Matching Strings With Wildcards

NathanOliver 4 Tallied Votes 480 Views Share

Hey All

This code is for matching a string with a wildcard in it to another string. If you want to have a Astrix in the first string be counted as a character and not as a wildcard put a \ in front of it. I have tested it for quite a few different possibilities and it has worked for what I have tested it with. Include is a short main function demonstrating it working. Fell free to use it if you want but I CAN'T guarantee that it is bug free.

Nathan

Ancient Dragon commented: Good job :) +28
Zoon commented: Very useful :) +1
// WildcardCompare.h
#ifndef WILDCARDCOMPARE_H
#define WILDCARDCOMPARE_H

#include <string>
#include <vector>

bool WildcardCompare(std::string searchTerm, std::string checkAgaints)
{
    bool found = false;
    std::vector<std::string> parts;
    std::string temp;
    if (searchTerm == "*")
        return true;
    if (searchTerm.size() - 1 > checkAgaints.size())
        return false;
    std::string::const_iterator it = searchTerm.begin(), end = searchTerm.end();
    size_t counter = 0;
    while (it != end)
    {
        if (*it != '*')
            temp += *it;
        if (*it == '*')
        {
            parts.push_back(temp);
            temp = "";
        }
        it++;
    }
    parts.push_back(temp);
    std::vector<std::string>::const_iterator vecIt = parts.begin(), vecEnd = parts.end();
    if (!parts[0].empty())
    {
        if (parts[0] != checkAgaints.substr(0, parts[0].size()))
            return false;
    }
    else
        vecIt++;
    size_t size = checkAgaints.size();
    size_t pos = 0;
    size_t tempSize;
    while (vecIt != vecEnd)
    {
        temp = *vecIt;
        tempSize = temp.size();
        if (temp.empty())
            return true;
        while (pos + tempSize < size)
        {
            if (temp == checkAgaints.substr(pos, temp.size()))

———

[EXERCISE REQUIREMENTS]:
Could you carry on the wildcard string-matching post from its final line, "if (temp == checkAgaints.substr(pos, temp.size()))"?

[SUPPLIED MATERIAL]:
———

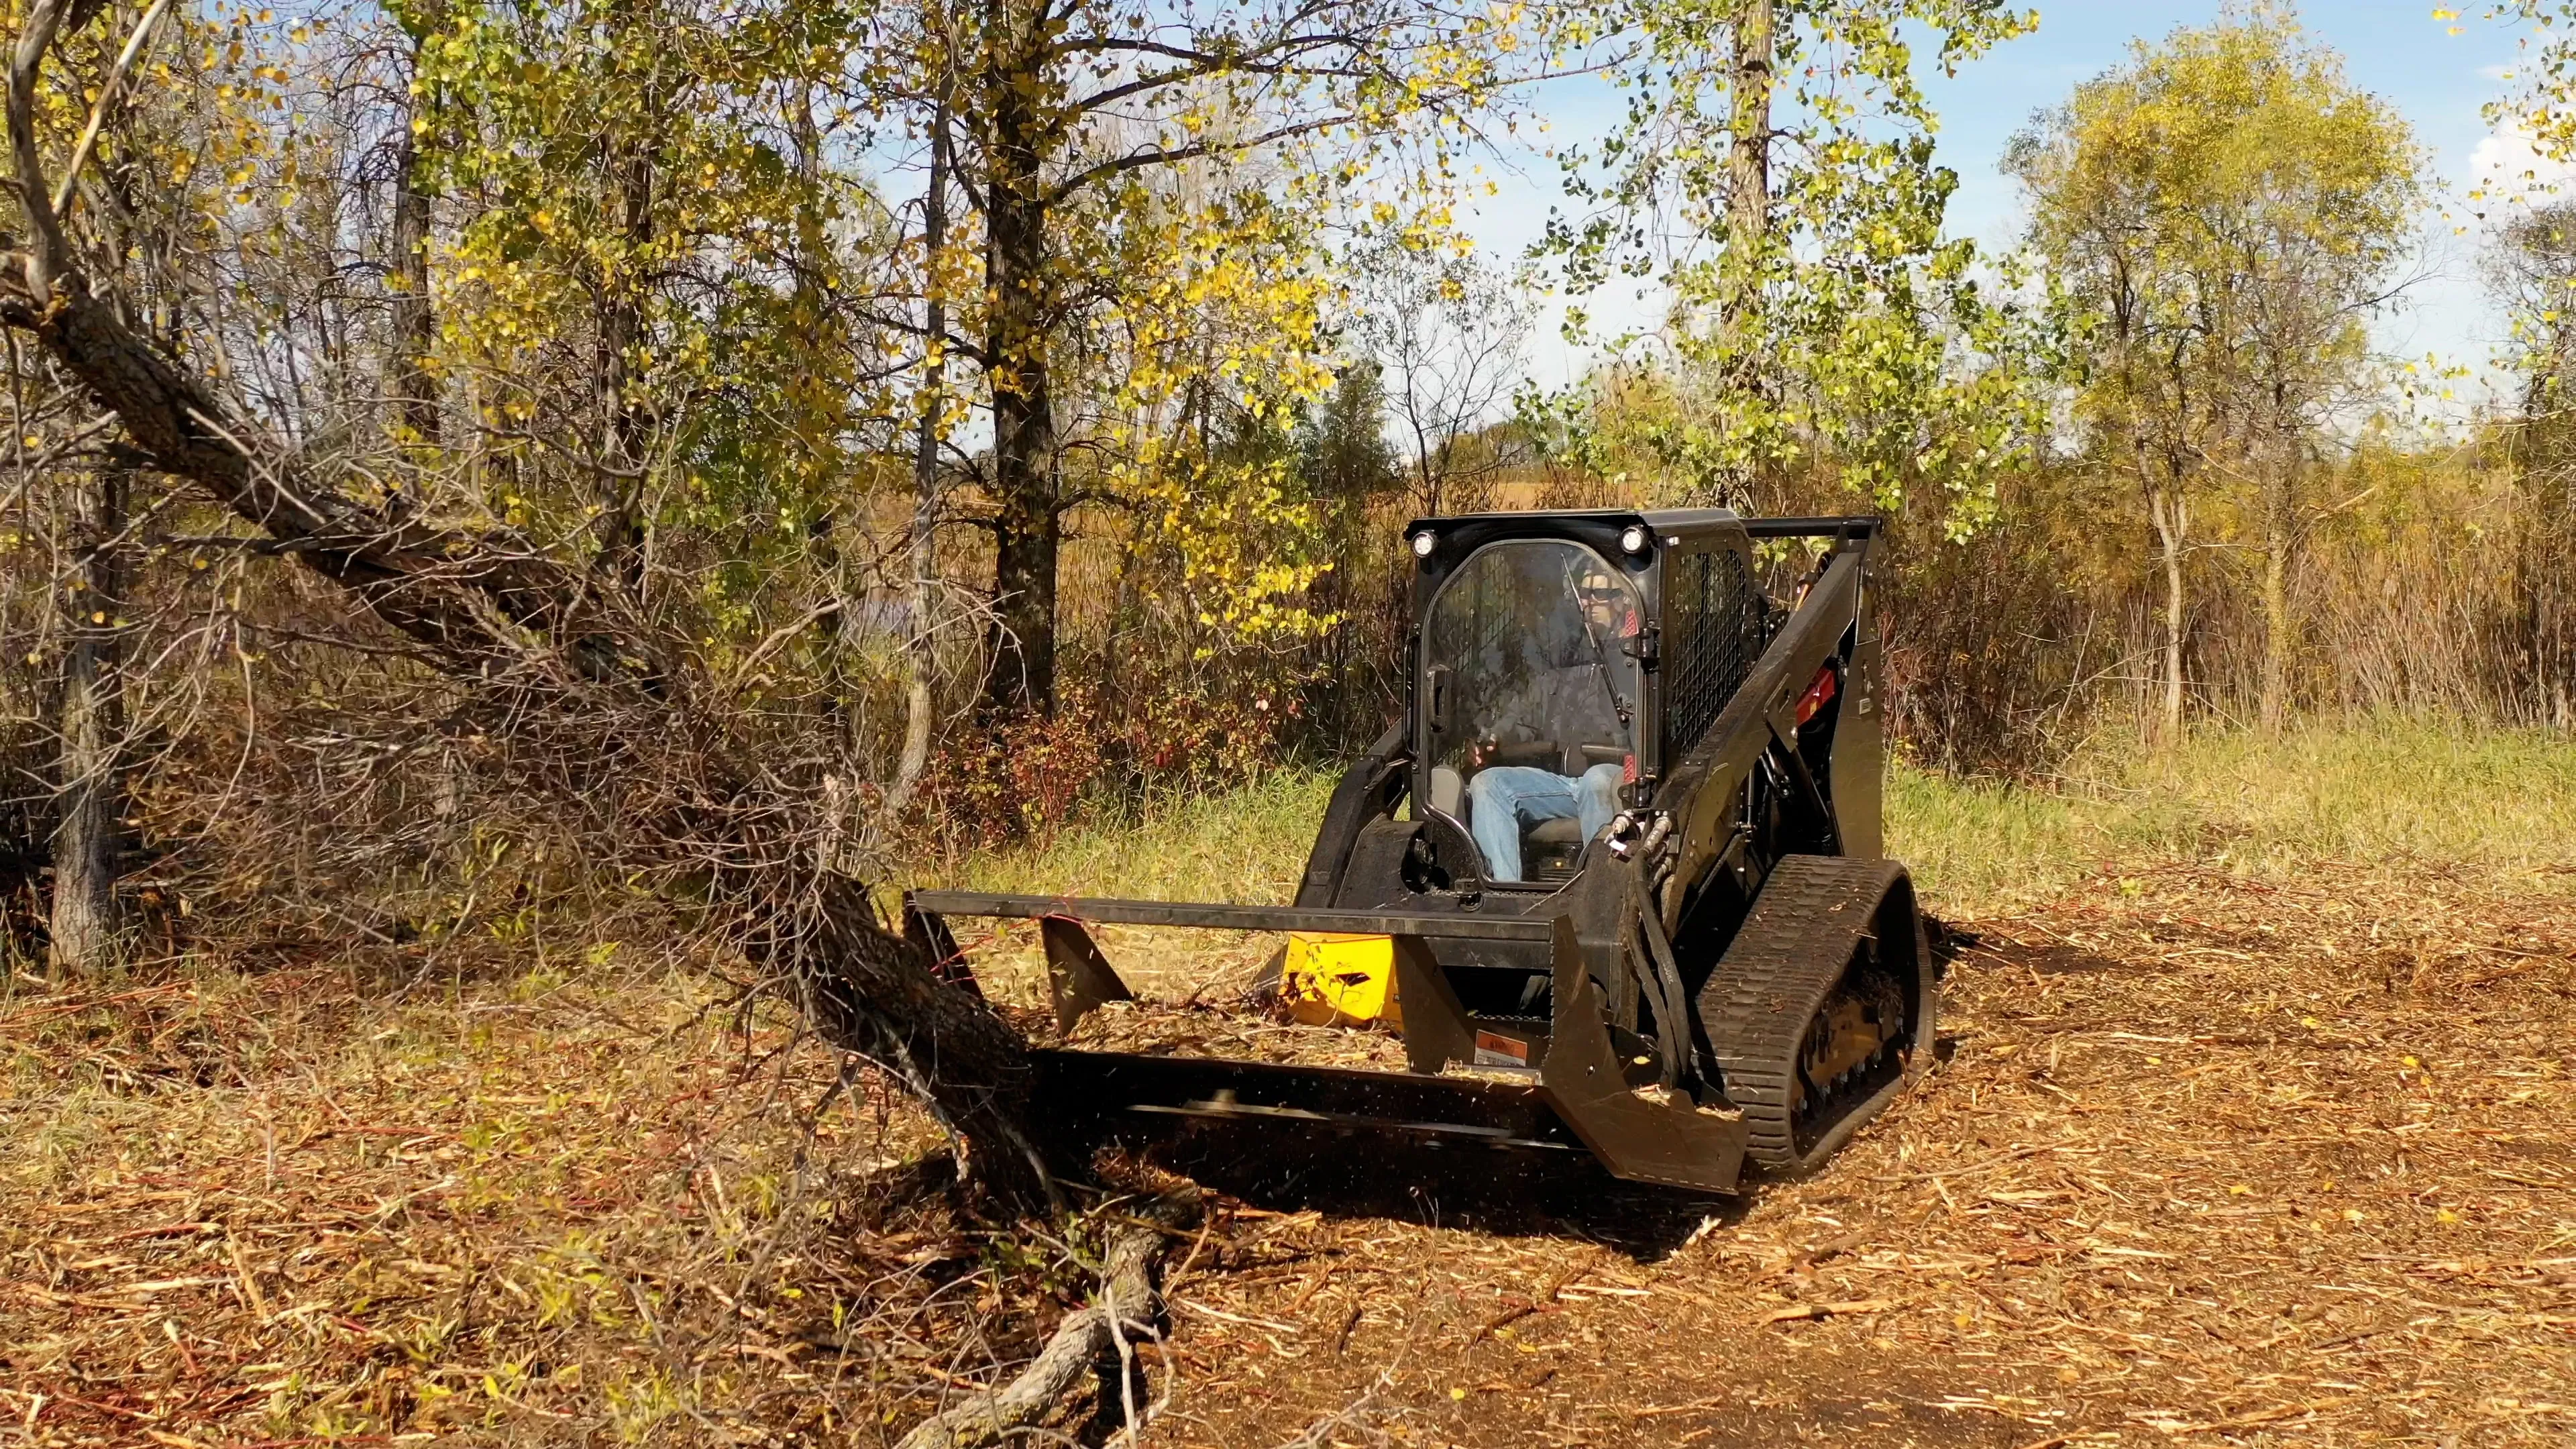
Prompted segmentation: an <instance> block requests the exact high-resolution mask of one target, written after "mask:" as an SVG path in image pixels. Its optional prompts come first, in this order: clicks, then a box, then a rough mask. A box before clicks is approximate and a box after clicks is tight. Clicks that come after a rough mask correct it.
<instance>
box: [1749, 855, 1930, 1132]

———

[REPLY]:
            {
                checkAgaints.erase(0, pos + temp.size());
                found = true;
                break;
            }
            pos++;
        }
        if (found == false)
            return false;
        pos = 0;
        vecIt++;
    }
    return true;
}

#endif

// main.cpp
#include <iostream>
#include "WildcardCompare.h"

int main()
{
    std::string searchFor = "*my*day.*";
    std::string word = "this is my good day.txt";
    if (WildcardCompare(searchFor, word))
        std::cout << "works";
    else
        std::cout << "doesnt work";
    searchFor = "*my\*day.*";
    word = "my*day.txt";
    if (WildcardCompare(searchFor, word))
        std::cout << "works";
    else
        std::cout << "doesnt work";
    std::cin.get();
    return 0;
}
Ancient Dragon 5,243 Achieved Level 70 Team Colleague Featured Poster

>> searchFor = "*my\*day.*";

That will not compile -- if you want a \ in the string then you have to put two of them, so the code should be searchFor = "*my\\*day.*"; Otherwise the program appears to work ok for the tests I made. Now I think you should improve the program by allowing ? as a wild card that matches just a single character.

Excizted 67 Posting Whiz

Very useful, thank you :)

Excizted 67 Posting Whiz

I think there is some problems..
I tried the escaping of asterisk - didn't seem to work.
I tried to searchFor "*.php" and set word to "MyScript.php" - returned false.

NathanOliver 429 Veteran Poster Featured Poster

Thank you AD for your reply. The single slash in my code was a typo. As for having a ? act as a any single letter I am implementing that right now and I should have it finished shortly. I'll post the updated code once its done.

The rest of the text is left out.